Referring expression data
★ ★ ★

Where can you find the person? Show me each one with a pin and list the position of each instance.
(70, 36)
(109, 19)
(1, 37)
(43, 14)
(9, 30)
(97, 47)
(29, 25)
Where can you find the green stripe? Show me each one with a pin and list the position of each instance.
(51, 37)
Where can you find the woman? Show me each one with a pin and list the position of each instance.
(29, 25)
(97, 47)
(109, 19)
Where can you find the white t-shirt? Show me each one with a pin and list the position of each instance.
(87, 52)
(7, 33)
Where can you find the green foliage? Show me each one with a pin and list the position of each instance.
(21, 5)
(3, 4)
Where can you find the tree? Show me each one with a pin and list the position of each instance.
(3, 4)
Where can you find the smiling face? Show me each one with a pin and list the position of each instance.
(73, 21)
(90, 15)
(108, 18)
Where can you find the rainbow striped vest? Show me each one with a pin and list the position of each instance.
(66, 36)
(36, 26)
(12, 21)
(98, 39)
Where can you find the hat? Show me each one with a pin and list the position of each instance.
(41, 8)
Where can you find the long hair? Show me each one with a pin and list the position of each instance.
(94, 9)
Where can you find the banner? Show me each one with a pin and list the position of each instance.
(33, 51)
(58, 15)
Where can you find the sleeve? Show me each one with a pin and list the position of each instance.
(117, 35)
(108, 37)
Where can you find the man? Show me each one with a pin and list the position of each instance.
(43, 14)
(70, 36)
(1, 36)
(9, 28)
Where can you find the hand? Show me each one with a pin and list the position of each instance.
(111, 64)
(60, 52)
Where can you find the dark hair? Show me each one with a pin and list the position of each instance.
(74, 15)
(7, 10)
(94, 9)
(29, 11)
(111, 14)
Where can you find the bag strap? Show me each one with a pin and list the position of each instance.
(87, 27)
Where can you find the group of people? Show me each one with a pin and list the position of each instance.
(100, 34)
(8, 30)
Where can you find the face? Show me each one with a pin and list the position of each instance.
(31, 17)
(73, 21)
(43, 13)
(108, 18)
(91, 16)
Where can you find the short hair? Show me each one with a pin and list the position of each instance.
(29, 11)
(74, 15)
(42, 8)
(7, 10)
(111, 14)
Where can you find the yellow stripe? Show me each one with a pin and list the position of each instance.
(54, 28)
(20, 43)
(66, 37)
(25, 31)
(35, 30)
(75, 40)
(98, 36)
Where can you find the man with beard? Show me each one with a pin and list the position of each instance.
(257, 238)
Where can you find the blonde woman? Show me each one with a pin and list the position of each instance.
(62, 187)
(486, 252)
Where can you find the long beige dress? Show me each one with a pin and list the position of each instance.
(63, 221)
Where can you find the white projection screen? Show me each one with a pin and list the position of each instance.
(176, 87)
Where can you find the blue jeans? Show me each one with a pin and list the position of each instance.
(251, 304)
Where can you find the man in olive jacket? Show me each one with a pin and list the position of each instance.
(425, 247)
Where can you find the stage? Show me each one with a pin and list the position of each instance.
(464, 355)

★ ★ ★

Try it » The entries above need to be repeated in full, exactly as written.

Task response »
Where can you find the person? Show me each one with a pin and list the position of each instance.
(70, 36)
(109, 19)
(1, 37)
(43, 14)
(9, 30)
(97, 47)
(29, 25)
Where can you find the green stripe? Show me each one with a pin and list the position of each instance.
(51, 37)
Where can you find the woman? Show me each one with a pin and list the position of each instance.
(29, 25)
(97, 47)
(109, 19)
Where can you find the white t-shirt? Show me each one with a pin and list the position of each instance.
(87, 52)
(7, 33)
Where can you find the green foliage? Show me each one with a pin and list the position of each instance.
(21, 5)
(3, 4)
Where can you find the tree? Show me each one with a pin and list the position of each instance.
(3, 4)
Where can you find the smiling face? Show me each one with a pin and list the position of each instance.
(73, 21)
(90, 15)
(108, 18)
Where can you find the rainbow striped vest? Show me each one with a pin and list the position of each instance.
(66, 36)
(36, 26)
(12, 21)
(98, 39)
Where can you find the hat? Show me each one with a pin and list the position of each instance.
(41, 8)
Where can you find the long hair? Show me each one with a pin and list the position of each instance.
(94, 9)
Where can you find the banner? Show me each one with a pin and list the position of each instance.
(33, 51)
(58, 15)
Where can you find the sleeve? Show me each one with a pin and list the position of each instance.
(117, 35)
(108, 37)
Where can you find the man? Show me each one with a pin and list the position of each instance.
(43, 14)
(70, 36)
(1, 36)
(9, 28)
Where can you find the hand? Show me each one with a pin and list the position of each instance.
(111, 64)
(60, 52)
Where can you find the dark hair? Show me each one with a pin and list the position of each instance.
(74, 15)
(7, 10)
(94, 9)
(29, 11)
(111, 14)
Where can you find the bag strap? Show me each one with a pin and list the position of each instance.
(87, 27)
Where can you find the group of people? Show me each one with a pin and list the position of each instance.
(100, 34)
(8, 30)
Where can you find the face? Show me each one with a pin and list the position of each instance.
(31, 17)
(73, 21)
(43, 13)
(108, 18)
(91, 16)
Where can you find the short hair? Show me each one with a pin and list the position of each instance.
(29, 11)
(74, 15)
(42, 8)
(7, 10)
(111, 14)
Where can you find the yellow stripe? Show me each one with a pin and list the position of each instance.
(54, 28)
(20, 43)
(66, 37)
(25, 31)
(35, 30)
(75, 40)
(98, 36)
Where can you find the man with beard? Show me each one with a pin and list the position of each instance.
(257, 238)
Where can you find the blonde woman? Show me each one with a pin and list the position of each instance.
(62, 187)
(486, 252)
Where can you find the long beige dress? Show me each one with a pin and list the position of each instance.
(63, 221)
Where can you find the white projection screen? Show me each one with a pin and list the position of each instance.
(176, 87)
Where can you find the blue jeans? Show me each one with a pin and list the position of each instance.
(251, 304)
Where can you find the man in olive jacket? Show me each one with a pin and list the position of each instance.
(425, 247)
Where can you find the stage? Show me each one with a pin and list the position of each instance.
(464, 355)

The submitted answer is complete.